> _Exercise task 1_
Extract every line in the entries below that contains the word "juice".

> _Page extract_

Some families were more than keen to leave the settlement centre and get out into the community, either into the transitional flats provided by the Immigration Department and dotted around the city, or into accommodation arranged for them by family members, ethnic communities, the Ministry of Housing or other contacts. Others found it a settling and calming experience to stay in the reception centre for a year or longer, so each morning quite a few residents left the precinct to go to work. As I recall, those wishing to stay a year or longer had to reapply each six months.

The on-campus services were available to all eligible people, whether they lived on site or not; so the settlement centre became a very valuable and very busy conglomeration of the full range of on-arrival services. People came from miles around to see a settlement officer, negotiate housing and employment, see friends and, of course, to go to school.

A strong ongoing theme was the provision of a comprehensive on-arrival education program for all school-aged children, English language classes for adults, and child-care and (eventually) pre-school programs for younger children.

The school

The school was operated as two side-by-side institutions, one for children and one for adults. Primary and secondary-aged children enjoyed a varied school program provided by qualified primary and secondary teachers and bilingual teacher-aides. Most teachers were also qualified in the teaching of English as a second language (TESL), and many teachers were bilingual too and/or had special skills in the teaching of preliterate children.

Class sizes were to be not above 12 in secondary and not above 15 in primary. Some students with special needs worked in rather smaller groups. The adults attended English-language courses of varying lengths, provided free to all in the AMES part of the complex and conducted by trained adult ESL teachers.

Because of this juxtaposition of adult and child programs the potentially terrifying experience of entering a foreign school environment with no language to protect oneself was greatly ameliorated by having Mum and Dad and other trusted adults right next door and literally in the playground during recess and lunch breaks. (Yard duty was a dream!)

> _Given records_
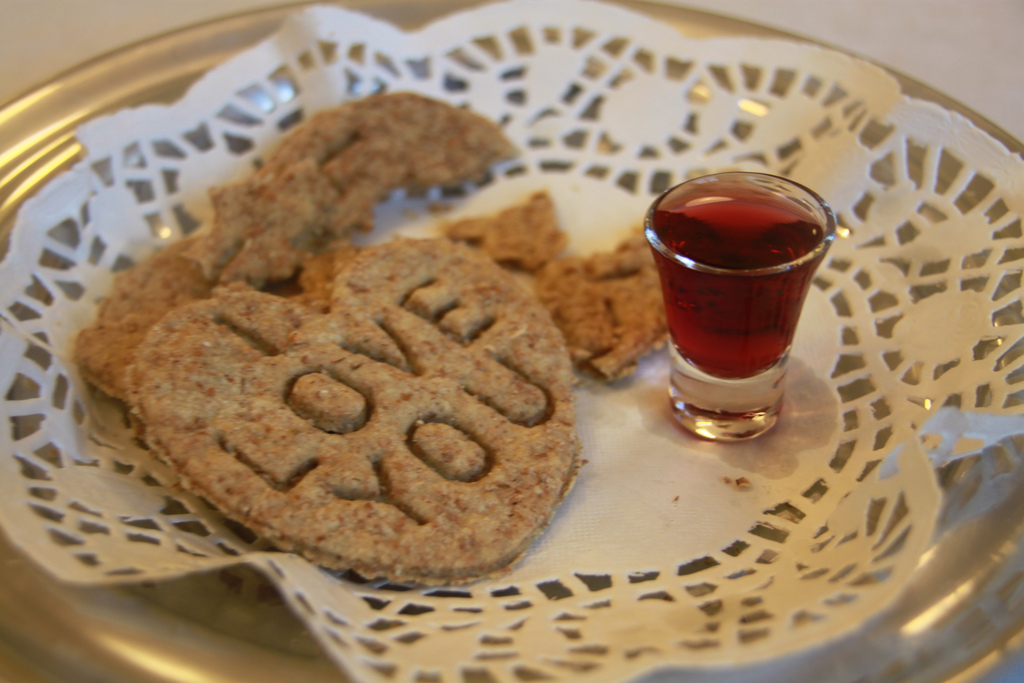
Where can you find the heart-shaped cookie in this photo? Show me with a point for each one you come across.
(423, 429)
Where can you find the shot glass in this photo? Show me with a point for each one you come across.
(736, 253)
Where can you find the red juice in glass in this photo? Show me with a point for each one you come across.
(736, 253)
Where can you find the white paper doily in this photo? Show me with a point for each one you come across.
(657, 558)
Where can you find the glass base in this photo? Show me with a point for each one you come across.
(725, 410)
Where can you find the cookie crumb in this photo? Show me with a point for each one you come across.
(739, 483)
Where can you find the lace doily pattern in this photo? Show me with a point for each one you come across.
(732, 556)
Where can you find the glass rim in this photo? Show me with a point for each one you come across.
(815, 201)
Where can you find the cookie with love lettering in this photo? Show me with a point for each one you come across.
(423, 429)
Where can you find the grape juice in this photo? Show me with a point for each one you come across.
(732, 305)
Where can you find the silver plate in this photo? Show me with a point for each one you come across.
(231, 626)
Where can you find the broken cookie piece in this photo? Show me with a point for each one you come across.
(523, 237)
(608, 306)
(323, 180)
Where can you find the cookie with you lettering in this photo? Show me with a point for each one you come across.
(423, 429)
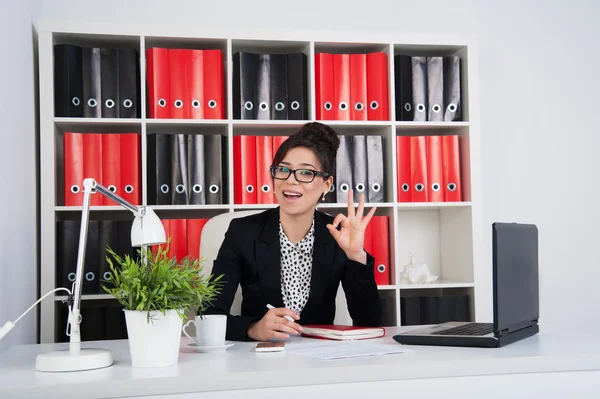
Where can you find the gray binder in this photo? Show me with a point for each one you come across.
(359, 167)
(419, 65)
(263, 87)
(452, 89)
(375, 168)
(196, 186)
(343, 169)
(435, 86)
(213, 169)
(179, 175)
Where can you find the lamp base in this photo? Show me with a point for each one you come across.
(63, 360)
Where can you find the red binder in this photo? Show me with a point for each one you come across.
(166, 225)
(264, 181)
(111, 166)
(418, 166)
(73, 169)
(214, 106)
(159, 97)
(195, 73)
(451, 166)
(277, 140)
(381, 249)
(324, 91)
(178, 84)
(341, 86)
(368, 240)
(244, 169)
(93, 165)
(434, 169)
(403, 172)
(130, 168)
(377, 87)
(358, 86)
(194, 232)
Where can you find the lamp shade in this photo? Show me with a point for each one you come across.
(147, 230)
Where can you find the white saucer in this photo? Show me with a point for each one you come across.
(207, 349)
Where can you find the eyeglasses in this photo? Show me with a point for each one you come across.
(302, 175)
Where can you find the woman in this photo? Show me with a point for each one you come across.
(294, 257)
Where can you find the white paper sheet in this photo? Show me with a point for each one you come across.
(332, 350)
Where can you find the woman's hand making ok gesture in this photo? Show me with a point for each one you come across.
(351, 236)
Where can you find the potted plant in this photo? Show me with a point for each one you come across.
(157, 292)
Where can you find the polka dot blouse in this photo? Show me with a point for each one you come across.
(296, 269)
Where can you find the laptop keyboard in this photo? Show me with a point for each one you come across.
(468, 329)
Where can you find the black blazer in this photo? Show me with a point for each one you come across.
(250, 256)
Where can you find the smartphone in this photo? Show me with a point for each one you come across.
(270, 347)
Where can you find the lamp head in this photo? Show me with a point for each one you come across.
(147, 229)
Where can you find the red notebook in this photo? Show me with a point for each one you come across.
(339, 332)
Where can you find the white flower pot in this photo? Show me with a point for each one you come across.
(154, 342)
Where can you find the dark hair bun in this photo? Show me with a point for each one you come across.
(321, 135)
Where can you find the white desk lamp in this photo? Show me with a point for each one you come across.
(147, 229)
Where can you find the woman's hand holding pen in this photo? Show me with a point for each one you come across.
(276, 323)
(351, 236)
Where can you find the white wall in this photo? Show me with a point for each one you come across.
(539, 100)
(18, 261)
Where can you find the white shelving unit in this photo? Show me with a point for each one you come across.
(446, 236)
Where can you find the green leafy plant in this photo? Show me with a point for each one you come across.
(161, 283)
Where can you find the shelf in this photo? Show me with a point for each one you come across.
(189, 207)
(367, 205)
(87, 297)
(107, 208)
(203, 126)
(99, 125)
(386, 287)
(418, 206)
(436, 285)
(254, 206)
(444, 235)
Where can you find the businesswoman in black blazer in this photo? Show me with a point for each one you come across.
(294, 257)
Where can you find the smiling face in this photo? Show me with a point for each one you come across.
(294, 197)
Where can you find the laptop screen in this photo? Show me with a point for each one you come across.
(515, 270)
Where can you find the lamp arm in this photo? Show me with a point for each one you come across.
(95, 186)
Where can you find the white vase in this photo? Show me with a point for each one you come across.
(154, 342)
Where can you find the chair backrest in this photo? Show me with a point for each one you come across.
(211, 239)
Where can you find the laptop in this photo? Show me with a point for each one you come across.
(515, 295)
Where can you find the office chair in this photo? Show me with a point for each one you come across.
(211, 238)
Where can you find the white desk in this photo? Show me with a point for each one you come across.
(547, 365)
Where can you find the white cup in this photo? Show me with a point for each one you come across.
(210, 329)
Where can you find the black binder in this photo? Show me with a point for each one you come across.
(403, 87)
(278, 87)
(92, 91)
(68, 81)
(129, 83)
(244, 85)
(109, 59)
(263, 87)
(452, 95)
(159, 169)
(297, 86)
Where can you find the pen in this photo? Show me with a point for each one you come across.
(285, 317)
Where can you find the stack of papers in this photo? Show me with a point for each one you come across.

> _Exercise task 2_
Render this sentence from the passage about the settlement centre in Spanish: "The school was operated as two side-by-side institutions, one for children and one for adults."

> _Worked solution 1_
Where can you find the red juice in glass in this photo? Show me with a point for each one you come across.
Where can you find the grape juice in this photo? Show me with a point for each one you come across.

> _Worked solution 2_
La escuela funcionaba como dos instituciones contiguas, una para niños y otra para adultos.